## [Task instructions]
[1] Duplicate the passage of the forum thread on custom molds for soft plastics between "## Photog (Jun" and "route for ya.", inclusive.
[2] Using the forum thread on custom molds for soft plastics, answer these questions:
(a) For how many years has the first poster been using the stockpile of grubs?
(b) At which store does the reply say Alumilite's products can be picked up?
(c) What percentage-off coupon comes with the HL app?

## [Page extract]
— begin —

# Custom Mold for Plastics



## BassBlaster (Jun 8, 2006)

How does one go about getting a custom mold made for pouring soft plastics? I have some grubs that are my favorite grubs for crappie fishing. They are no longer made. When they stopped, I bought all I could find. Ive been using that supply for the last 3 years but Im just about out. It just hit me today that I may be able to produce these myself. Ive never poured my own baits but I watched some videos and it looks pretty simple. Only thing holding me back is the mold.


----------



## Photog (Jun 18, 2010)

BassBlaster said:


> How does one go about getting a custom mold made for pouring soft plastics? I have some grubs that are my favorite grubs for crappie fishing. They are no longer made. When they stopped, I bought all I could find. Ive been using that supply for the last 3 years but Im just about out. It just hit me today that I may be able to produce these myself. Ive never poured my own baits but I watched some videos and it looks pretty simple. Only thing holding me back is the mold.


You can get some RTV (room temperature vulcanization) silicone and make your own two part molds. You can pick up Alumilite's products at Hobby Lobby. Make sure you get the HL app so you get the 40% off coupon!
There are a ton of videos on how to make two-part molds on youtube. 

I know there are places that make aluminum molds too, but this is a cheap an easy route for ya.

— end —

## [Record set]
— begin —

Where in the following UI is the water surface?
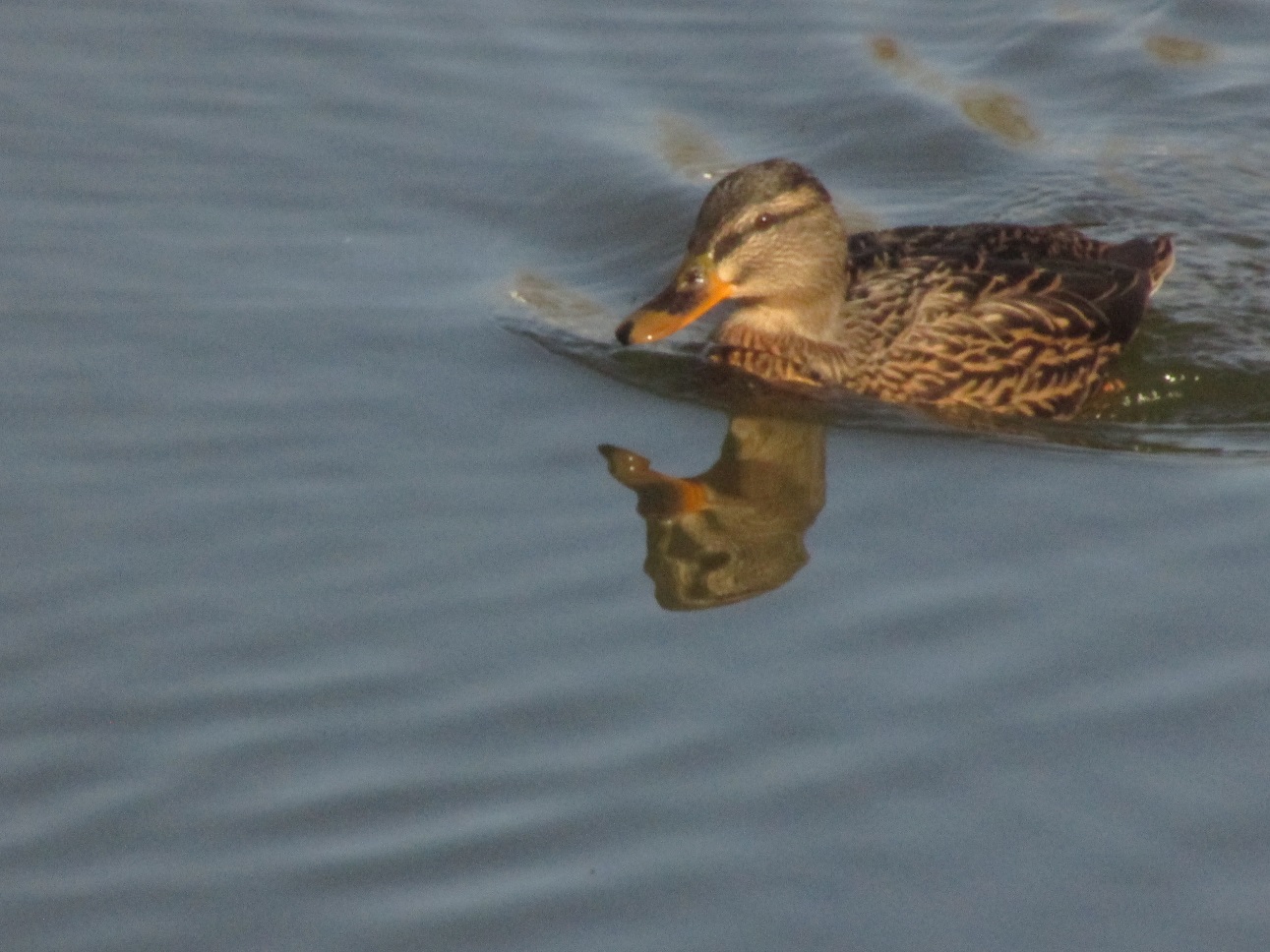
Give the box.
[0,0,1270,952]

— end —
— begin —

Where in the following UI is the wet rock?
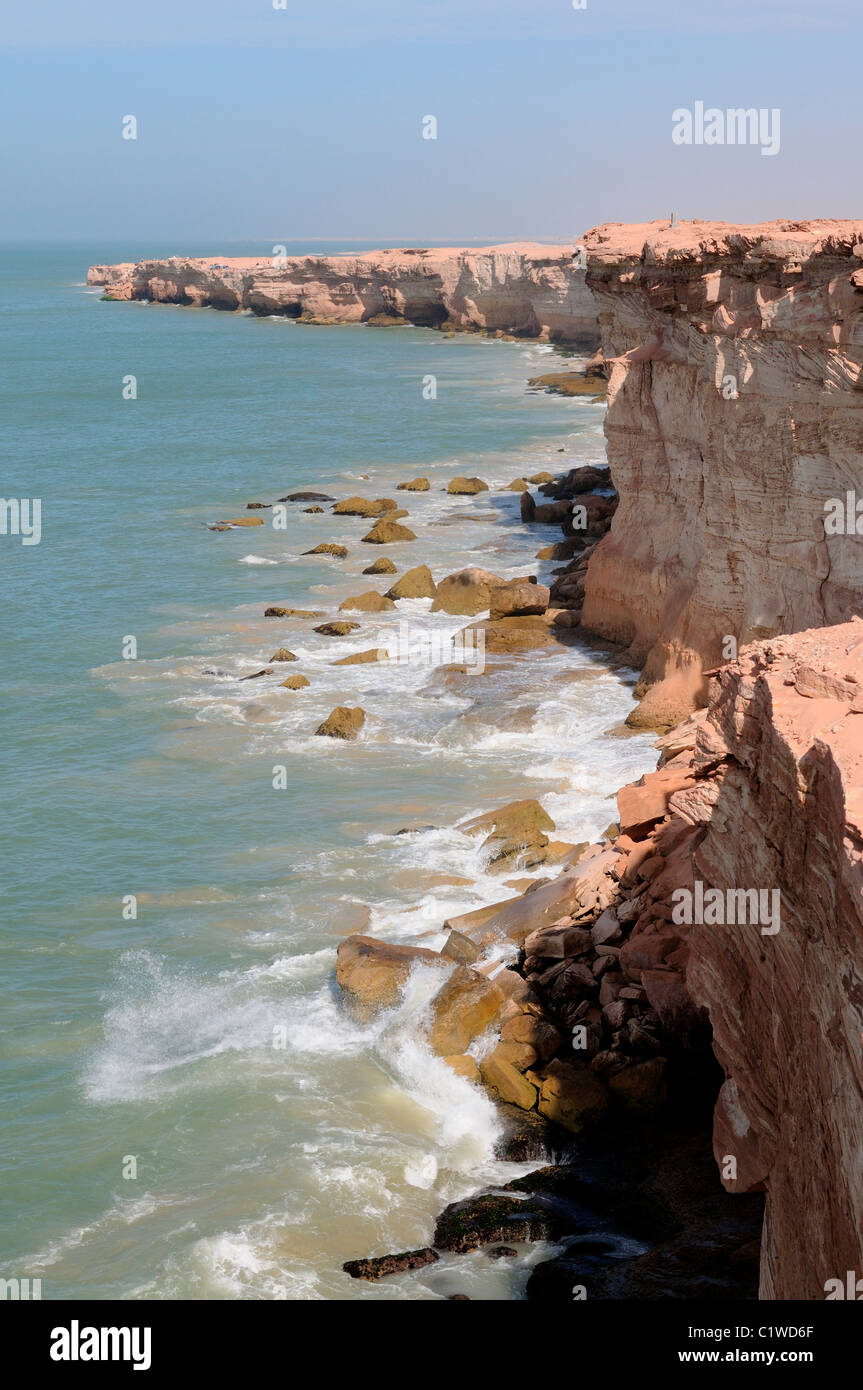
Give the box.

— end —

## [Response list]
[1]
## Photog (Jun 18, 2010)

BassBlaster said:


> How does one go about getting a custom mold made for pouring soft plastics? I have some grubs that are my favorite grubs for crappie fishing. They are no longer made. When they stopped, I bought all I could find. Ive been using that supply for the last 3 years but Im just about out. It just hit me today that I may be able to produce these myself. Ive never poured my own baits but I watched some videos and it looks pretty simple. Only thing holding me back is the mold.


You can get some RTV (room temperature vulcanization) silicone and make your own two part molds. You can pick up Alumilite's products at Hobby Lobby. Make sure you get the HL app so you get the 40% off coupon!
There are a ton of videos on how to make two-part molds on youtube. 

I know there are places that make aluminum molds too, but this is a cheap an easy route for ya.

[2]
(a) 3 years
(b) Hobby Lobby
(c) 40% off